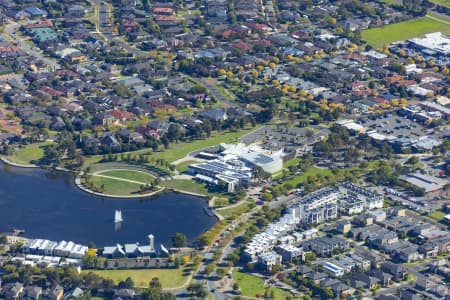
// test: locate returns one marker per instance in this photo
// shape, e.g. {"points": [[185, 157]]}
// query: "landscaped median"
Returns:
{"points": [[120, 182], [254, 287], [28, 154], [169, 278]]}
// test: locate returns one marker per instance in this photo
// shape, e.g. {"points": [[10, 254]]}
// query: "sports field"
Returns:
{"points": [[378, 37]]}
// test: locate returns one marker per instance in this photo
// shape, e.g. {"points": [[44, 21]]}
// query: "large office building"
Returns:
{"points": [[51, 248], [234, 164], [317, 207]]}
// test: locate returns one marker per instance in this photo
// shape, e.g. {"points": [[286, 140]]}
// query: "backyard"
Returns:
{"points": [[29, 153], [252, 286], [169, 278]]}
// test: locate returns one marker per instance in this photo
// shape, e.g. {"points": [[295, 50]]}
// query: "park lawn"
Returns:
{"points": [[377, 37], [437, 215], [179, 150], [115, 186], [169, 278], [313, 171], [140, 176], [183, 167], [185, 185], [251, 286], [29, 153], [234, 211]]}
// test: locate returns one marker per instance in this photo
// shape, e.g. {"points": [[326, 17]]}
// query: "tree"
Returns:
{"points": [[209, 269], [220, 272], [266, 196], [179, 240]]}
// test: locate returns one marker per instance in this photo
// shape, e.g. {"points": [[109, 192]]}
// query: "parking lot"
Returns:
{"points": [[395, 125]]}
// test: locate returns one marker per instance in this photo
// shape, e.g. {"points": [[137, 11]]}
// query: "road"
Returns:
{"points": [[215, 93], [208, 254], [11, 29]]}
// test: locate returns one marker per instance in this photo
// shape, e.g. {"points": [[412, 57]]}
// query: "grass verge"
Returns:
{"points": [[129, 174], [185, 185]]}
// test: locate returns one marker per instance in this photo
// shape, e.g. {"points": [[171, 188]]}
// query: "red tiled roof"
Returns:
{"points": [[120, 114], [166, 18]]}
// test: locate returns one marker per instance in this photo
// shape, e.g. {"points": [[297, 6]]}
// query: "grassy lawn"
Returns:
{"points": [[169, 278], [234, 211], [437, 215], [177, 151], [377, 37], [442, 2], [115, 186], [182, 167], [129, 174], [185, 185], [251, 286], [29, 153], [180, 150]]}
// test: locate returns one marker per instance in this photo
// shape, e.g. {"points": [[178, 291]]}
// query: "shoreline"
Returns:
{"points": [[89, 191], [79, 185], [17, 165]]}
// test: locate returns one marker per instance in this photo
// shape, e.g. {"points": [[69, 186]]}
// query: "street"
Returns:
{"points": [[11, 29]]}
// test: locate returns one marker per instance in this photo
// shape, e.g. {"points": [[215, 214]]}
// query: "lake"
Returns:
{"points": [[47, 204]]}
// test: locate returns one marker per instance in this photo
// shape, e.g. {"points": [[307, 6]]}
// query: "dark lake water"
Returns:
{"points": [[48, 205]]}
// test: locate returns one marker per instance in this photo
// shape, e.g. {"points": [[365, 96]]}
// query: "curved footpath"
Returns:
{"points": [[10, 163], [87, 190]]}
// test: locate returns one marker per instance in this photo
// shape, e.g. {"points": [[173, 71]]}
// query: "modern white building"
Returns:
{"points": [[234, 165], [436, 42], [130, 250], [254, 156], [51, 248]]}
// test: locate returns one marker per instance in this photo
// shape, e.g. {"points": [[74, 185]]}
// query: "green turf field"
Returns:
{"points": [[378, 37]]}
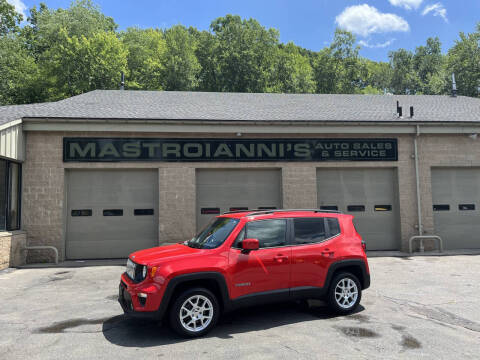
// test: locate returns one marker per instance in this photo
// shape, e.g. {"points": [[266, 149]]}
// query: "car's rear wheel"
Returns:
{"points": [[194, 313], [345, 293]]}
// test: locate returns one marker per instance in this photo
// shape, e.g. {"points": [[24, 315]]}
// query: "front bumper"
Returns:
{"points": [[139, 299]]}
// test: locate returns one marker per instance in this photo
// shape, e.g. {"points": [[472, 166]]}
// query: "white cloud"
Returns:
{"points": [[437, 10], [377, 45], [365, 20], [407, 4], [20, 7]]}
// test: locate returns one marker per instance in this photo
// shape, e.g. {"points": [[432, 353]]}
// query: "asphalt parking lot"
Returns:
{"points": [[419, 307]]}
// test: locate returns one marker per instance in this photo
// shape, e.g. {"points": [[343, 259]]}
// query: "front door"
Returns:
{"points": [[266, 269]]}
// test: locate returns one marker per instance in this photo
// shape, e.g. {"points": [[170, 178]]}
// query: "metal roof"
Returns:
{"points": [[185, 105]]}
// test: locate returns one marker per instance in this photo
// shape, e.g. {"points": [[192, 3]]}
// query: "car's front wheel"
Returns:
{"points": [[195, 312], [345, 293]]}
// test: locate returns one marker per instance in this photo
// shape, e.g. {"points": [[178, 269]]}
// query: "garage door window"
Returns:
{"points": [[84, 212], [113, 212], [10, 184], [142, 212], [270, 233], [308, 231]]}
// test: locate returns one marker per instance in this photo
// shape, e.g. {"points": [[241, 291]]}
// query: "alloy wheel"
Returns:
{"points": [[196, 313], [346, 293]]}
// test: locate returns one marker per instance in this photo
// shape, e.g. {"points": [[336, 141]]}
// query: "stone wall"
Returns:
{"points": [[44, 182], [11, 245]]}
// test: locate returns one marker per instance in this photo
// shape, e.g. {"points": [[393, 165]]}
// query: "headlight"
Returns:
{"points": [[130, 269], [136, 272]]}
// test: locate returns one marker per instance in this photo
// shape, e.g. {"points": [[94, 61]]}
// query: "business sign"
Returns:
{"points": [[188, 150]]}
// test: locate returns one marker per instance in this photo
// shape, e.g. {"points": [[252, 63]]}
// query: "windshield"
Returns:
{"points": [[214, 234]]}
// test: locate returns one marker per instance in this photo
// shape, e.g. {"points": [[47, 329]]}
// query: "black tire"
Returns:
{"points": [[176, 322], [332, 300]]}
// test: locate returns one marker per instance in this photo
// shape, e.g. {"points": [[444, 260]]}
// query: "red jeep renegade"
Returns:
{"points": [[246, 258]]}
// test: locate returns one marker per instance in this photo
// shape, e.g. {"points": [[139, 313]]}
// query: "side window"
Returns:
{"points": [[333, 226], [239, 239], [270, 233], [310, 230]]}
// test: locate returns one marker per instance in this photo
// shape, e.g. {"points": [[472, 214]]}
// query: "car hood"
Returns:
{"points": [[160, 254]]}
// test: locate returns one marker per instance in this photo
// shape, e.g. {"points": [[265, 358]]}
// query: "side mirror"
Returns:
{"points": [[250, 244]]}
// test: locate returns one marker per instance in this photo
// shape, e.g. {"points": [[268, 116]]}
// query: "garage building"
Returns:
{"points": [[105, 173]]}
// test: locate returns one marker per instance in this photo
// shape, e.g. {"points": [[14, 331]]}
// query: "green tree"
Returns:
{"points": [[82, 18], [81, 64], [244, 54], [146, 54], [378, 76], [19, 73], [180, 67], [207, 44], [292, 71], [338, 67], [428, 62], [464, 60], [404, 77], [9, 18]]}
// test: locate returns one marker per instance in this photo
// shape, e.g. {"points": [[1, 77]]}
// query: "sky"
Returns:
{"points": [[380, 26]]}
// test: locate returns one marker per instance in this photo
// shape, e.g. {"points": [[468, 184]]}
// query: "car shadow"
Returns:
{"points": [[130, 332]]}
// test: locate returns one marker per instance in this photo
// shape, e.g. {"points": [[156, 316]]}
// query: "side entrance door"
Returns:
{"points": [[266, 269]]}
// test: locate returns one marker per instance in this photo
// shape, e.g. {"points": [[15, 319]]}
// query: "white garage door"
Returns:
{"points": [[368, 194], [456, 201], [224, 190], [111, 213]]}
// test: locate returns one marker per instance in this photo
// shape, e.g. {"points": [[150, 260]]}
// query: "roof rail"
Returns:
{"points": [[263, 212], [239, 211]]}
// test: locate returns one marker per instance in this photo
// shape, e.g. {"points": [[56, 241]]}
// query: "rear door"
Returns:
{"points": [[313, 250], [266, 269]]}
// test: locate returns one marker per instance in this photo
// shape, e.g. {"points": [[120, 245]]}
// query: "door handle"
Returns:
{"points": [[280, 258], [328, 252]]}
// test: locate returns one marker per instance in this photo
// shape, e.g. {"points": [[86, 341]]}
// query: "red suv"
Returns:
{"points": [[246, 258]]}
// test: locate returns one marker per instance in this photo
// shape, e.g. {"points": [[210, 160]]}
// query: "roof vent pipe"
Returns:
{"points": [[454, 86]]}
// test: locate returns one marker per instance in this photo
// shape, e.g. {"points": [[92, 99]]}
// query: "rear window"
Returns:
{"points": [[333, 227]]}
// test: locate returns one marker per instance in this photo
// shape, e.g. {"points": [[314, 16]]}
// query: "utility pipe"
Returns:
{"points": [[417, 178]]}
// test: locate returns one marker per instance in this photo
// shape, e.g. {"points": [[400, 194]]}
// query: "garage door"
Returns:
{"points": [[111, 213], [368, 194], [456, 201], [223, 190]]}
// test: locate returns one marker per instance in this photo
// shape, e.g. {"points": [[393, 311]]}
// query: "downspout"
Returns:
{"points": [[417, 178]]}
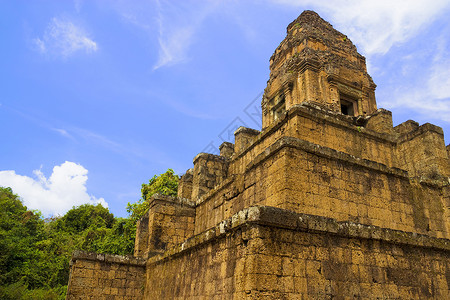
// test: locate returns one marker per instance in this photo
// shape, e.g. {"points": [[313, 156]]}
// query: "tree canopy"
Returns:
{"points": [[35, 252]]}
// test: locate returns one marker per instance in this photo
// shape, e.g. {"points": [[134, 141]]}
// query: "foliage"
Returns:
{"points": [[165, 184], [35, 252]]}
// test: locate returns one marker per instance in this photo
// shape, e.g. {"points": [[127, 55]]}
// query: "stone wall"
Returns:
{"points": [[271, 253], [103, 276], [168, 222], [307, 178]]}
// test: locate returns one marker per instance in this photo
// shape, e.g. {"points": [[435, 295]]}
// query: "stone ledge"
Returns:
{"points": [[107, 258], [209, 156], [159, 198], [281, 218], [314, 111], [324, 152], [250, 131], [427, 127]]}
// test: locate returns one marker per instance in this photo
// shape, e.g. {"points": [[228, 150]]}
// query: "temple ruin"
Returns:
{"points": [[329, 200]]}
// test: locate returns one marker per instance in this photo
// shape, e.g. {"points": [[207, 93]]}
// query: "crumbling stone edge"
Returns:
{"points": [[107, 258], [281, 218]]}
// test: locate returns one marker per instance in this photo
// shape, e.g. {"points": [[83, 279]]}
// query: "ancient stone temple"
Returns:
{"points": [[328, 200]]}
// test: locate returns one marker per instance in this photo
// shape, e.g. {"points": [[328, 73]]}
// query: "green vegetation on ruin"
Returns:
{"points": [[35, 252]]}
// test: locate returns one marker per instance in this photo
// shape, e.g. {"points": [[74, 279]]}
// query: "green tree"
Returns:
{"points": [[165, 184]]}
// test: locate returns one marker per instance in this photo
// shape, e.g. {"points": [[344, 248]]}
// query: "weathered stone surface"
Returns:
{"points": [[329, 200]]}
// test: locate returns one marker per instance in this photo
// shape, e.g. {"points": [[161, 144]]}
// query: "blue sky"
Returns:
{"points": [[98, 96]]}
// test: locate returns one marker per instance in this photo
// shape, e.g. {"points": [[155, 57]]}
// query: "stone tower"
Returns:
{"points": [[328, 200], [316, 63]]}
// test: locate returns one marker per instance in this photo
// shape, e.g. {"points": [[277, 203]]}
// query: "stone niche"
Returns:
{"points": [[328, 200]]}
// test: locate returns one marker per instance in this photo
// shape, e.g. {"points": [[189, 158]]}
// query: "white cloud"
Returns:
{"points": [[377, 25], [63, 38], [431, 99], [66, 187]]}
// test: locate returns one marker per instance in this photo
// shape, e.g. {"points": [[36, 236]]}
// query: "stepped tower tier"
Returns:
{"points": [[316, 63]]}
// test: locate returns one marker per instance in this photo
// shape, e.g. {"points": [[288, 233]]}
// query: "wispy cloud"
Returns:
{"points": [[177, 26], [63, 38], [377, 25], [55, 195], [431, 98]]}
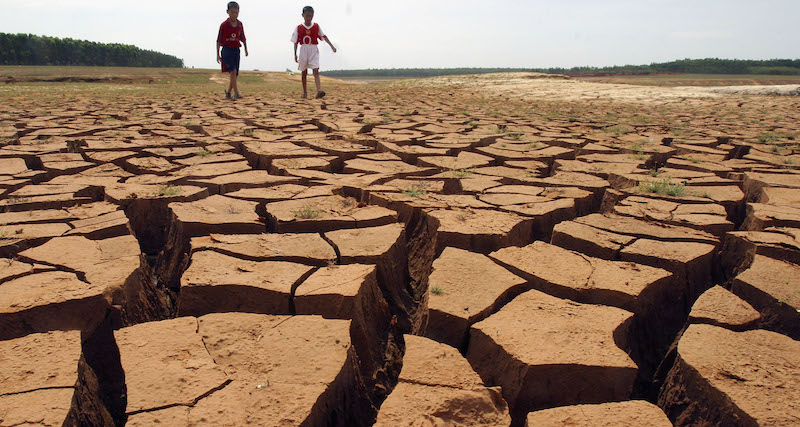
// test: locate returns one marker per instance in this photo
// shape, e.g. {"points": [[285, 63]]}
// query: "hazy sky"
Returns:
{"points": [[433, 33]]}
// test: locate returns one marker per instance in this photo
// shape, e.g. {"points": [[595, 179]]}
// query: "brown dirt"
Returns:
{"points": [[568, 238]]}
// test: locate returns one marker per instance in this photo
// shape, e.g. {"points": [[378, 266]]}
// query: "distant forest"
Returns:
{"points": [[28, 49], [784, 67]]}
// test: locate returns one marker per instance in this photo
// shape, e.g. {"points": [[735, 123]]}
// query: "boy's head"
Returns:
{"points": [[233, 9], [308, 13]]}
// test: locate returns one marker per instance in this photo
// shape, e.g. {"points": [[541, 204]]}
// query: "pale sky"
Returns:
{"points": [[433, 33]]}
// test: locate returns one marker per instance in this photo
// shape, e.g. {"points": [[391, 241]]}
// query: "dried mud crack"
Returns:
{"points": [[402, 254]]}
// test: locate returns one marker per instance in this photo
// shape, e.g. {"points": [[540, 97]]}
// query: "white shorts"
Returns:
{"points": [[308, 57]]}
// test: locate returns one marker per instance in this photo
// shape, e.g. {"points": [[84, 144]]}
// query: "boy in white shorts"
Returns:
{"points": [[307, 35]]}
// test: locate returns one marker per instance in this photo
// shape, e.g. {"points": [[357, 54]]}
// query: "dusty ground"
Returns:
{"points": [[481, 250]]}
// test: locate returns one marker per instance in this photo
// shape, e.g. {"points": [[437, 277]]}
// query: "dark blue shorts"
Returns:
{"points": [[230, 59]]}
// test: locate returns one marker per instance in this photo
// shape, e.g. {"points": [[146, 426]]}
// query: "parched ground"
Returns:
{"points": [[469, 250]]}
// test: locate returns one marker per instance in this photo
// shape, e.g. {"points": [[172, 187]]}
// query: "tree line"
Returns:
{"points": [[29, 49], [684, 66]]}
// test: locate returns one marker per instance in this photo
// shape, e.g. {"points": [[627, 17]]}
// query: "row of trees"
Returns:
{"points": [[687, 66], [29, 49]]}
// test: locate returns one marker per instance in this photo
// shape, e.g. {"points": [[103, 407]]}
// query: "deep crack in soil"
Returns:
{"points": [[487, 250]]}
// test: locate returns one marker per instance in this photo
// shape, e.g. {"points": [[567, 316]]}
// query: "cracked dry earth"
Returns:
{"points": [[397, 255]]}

....................

→ What you have to do
Only the lines containing "building" are needed; copy each of them from the data.

→ Problem solution
// query: "large office building"
// query: "modern white building"
// query: "garage building"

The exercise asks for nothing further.